__Brief__. Write out the records that follow exactly. Do not include pictures.

** Data in this exercise follows **

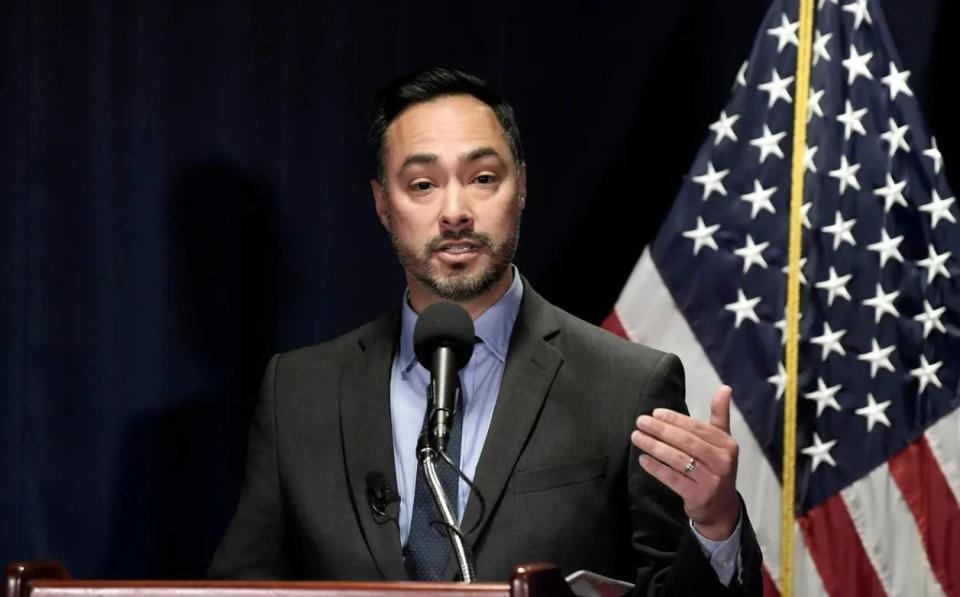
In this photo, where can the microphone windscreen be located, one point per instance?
(443, 324)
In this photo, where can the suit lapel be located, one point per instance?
(368, 439)
(532, 364)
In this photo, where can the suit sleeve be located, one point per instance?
(670, 561)
(254, 544)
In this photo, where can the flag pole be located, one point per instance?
(787, 518)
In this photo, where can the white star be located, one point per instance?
(724, 127)
(768, 143)
(934, 264)
(934, 154)
(824, 396)
(712, 181)
(939, 209)
(808, 154)
(896, 137)
(846, 174)
(930, 318)
(779, 380)
(879, 358)
(860, 12)
(752, 253)
(874, 412)
(926, 373)
(820, 452)
(741, 75)
(786, 33)
(803, 262)
(883, 303)
(820, 47)
(829, 341)
(702, 236)
(777, 88)
(897, 81)
(759, 199)
(835, 285)
(851, 121)
(813, 103)
(892, 193)
(856, 65)
(743, 308)
(841, 231)
(887, 247)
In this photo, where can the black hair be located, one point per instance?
(424, 86)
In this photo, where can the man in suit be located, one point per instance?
(578, 441)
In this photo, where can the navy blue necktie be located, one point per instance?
(428, 547)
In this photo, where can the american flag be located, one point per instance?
(878, 431)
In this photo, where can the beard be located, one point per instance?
(460, 285)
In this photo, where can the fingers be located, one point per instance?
(720, 408)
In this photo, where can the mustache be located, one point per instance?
(479, 238)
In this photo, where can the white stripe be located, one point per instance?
(649, 315)
(944, 441)
(889, 535)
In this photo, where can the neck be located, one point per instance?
(421, 298)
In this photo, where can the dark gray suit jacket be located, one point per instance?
(559, 474)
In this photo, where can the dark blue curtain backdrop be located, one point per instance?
(183, 192)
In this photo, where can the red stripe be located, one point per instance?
(769, 587)
(836, 550)
(917, 474)
(612, 324)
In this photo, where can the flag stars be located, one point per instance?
(829, 341)
(702, 236)
(846, 174)
(879, 358)
(759, 199)
(819, 452)
(824, 396)
(860, 12)
(724, 127)
(743, 308)
(896, 137)
(930, 319)
(874, 412)
(882, 303)
(892, 193)
(842, 231)
(712, 181)
(752, 253)
(896, 81)
(777, 88)
(934, 154)
(926, 374)
(939, 209)
(887, 247)
(835, 286)
(768, 143)
(820, 47)
(851, 121)
(934, 264)
(856, 65)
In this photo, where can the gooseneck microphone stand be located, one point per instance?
(429, 448)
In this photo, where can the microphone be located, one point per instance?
(443, 342)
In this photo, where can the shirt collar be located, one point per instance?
(493, 327)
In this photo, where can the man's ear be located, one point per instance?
(379, 200)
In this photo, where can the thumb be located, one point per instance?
(720, 408)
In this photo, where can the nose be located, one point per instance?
(455, 214)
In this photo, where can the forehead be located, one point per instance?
(444, 126)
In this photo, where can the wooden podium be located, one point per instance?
(51, 579)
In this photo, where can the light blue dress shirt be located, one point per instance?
(480, 386)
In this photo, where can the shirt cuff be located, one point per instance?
(724, 555)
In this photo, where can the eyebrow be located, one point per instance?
(432, 158)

** End of Data in this exercise **

__Task output__.
In this photo, where can the microphone windscreen be located, one point per instance?
(443, 324)
In this photo, where can the suit lapel be located, one point per instance?
(368, 439)
(532, 364)
In this photo, where can the suit sleeve be located, one point per instance?
(670, 561)
(254, 544)
In this photo, where can the flag pole be located, one point per instance?
(787, 518)
In this photo, where can the white star be located, one point per instance?
(724, 127)
(768, 143)
(934, 264)
(934, 154)
(824, 396)
(712, 181)
(939, 209)
(808, 154)
(896, 137)
(846, 174)
(930, 318)
(779, 380)
(879, 358)
(860, 12)
(752, 253)
(874, 412)
(926, 373)
(820, 452)
(741, 75)
(786, 33)
(803, 262)
(883, 303)
(820, 47)
(829, 341)
(702, 236)
(777, 88)
(897, 81)
(759, 199)
(835, 285)
(851, 121)
(813, 103)
(892, 193)
(856, 65)
(743, 308)
(841, 231)
(887, 247)
In this photo, where can the black hair be located, one point per instance?
(424, 86)
In this photo, where can the man in suit be located, one point per instance?
(578, 441)
In this photo, where can the navy blue necktie be located, one point per instance?
(428, 547)
In this photo, where can the american flag be located, one point per instance?
(878, 431)
In this photo, where can the beard be located, one point per instance?
(460, 285)
In this photo, where can the fingers be located, one point per instance?
(720, 408)
In this photo, where can the mustache be located, one point per instance?
(479, 238)
In this photo, where can the white stripe be located, one point per instance?
(649, 315)
(944, 441)
(889, 535)
In this photo, where can the neck be located, one point per instance?
(421, 298)
In this photo, where can the dark gray suit jacket be located, one point per instance?
(559, 474)
In this photo, where can the dark blue curtain backdrop be located, one point per instance?
(183, 192)
In this photo, where can the red stripe be located, one point per instance?
(769, 587)
(836, 550)
(917, 474)
(612, 324)
In this photo, where can the flag stars be located, one point per instance?
(829, 341)
(702, 236)
(846, 174)
(879, 358)
(759, 199)
(819, 452)
(824, 396)
(860, 12)
(724, 127)
(743, 308)
(896, 137)
(930, 319)
(874, 412)
(882, 303)
(892, 193)
(842, 231)
(712, 181)
(752, 253)
(896, 81)
(777, 88)
(934, 154)
(926, 374)
(939, 209)
(887, 247)
(835, 286)
(768, 143)
(820, 47)
(851, 121)
(934, 264)
(856, 65)
In this photo, where can the gooseneck microphone stand be located, one point per instance?
(429, 448)
In this photo, where can the microphone be located, one point per instance?
(443, 342)
In this photo, where can the shirt collar be located, one point per instance?
(493, 327)
In this photo, where can the man's ear be located, one point per instance?
(379, 200)
In this photo, where can the thumb be located, one point per instance?
(720, 408)
In this photo, where can the nose be located, one point per instance?
(455, 214)
In this photo, where can the forehead be located, one point per instance?
(444, 126)
In this photo, where can the wooden podium be located, one point per instance?
(51, 579)
In this photo, where can the light blue dress shirt be located, one point per instance?
(480, 386)
In this photo, where can the shirt cuff be located, one point per instance?
(724, 555)
In this photo, where can the eyebrow be located, one point per instance?
(432, 158)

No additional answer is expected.